> _TUGAS LATIHAN_:
1. Jawab pertanyaan berikut berdasarkan kutipan tentang Satgassus OPN.
(a) Siapa saja eks penyidik KPK yang disebut berada di lembaga tersebut?
(b) Menurut data PPATK, berapa persentase shadow economy di Indonesia terhadap PDB?
(c) Aktivitas apa yang dijadikan contoh ekonomi tersembunyi?
2. Tentukan apakah setiap pernyataan berikut sesuai dengan kutipan tentang Satgassus OPN, lalu kutip kata-kata penentunya.
(a) Satgassus OPN merupakan lembaga bentukan Kementerian Keuangan.
(b) PDB nominal Indonesia tahun lalu sebesar Rp 22.139 triliun.
(c) Seluruh kalangan mendukung pembentukan Satgassus OPN.

> _KUTIPAN SUMBER_:
---

Ada lembaga baru bentukan Polri, namanya, Satuan Tugas Khusus Optimalisasi Penerimaan Negara (Satgassus OPN). Di lembaga ini, kita bisa menjumpai beberapa tokoh yang sudah dikenal publik, seperti eks penyidik KPK Novel Baswedan dan Yudi Purnomo. Ada juga pakar IT, kriminolog, hingga ahli tata kelola pemerintahan.
Satgassus melakukan koordinasi lintas kementerian maupun instansi untuk meningkatkan penerimaan negara dari berbagai sektor. Mereka menyisir aktivitas-aktivitas ekonomi tersembunyi (shadow economy) yang selama ini sulit dijangkau otoritas pajak. Misalnya, penangkapan ikan tanpa izin. Ketiadaan izin ini membuat pemerintah tak bisa memungut penerimaan negara bukan pajak (PNBP).
Data Pusat Pelaporan dan Analisis Transaksi Keuangan (PPATK) menunjukkan shadow economy di Indonesia mencapai 8,3 hingga 10 persen dari produk domestik bruto (PDB). Dengan PDB nominal sebesar Rp 22.139 triliun pada tahun lalu, potensi yang belum tergarap itu setara Rp 1.838 triliun hingga Rp 2.214 triliun.
Meski tak sedikit yang memberi apresiasi, sebagian kalangan mempertanyakan pembentukan Satgassus OPN. Apa urgensi lembaga ini dibentuk?

---

Entri dari sebuah koleksi
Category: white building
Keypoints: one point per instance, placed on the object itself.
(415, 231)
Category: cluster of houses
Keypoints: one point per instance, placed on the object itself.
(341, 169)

---

> _JAWABAN TUGAS_:
1.
(a) Novel Baswedan dan Yudi Purnomo.
(b) 8,3 hingga 10 persen dari PDB.
(c) Penangkapan ikan tanpa izin.

2.
(a) Tidak. "Ada lembaga baru bentukan Polri"
(b) Ya. "Dengan PDB nominal sebesar Rp 22.139 triliun pada tahun lalu"
(c) Tidak. "sebagian kalangan mempertanyakan pembentukan Satgassus OPN"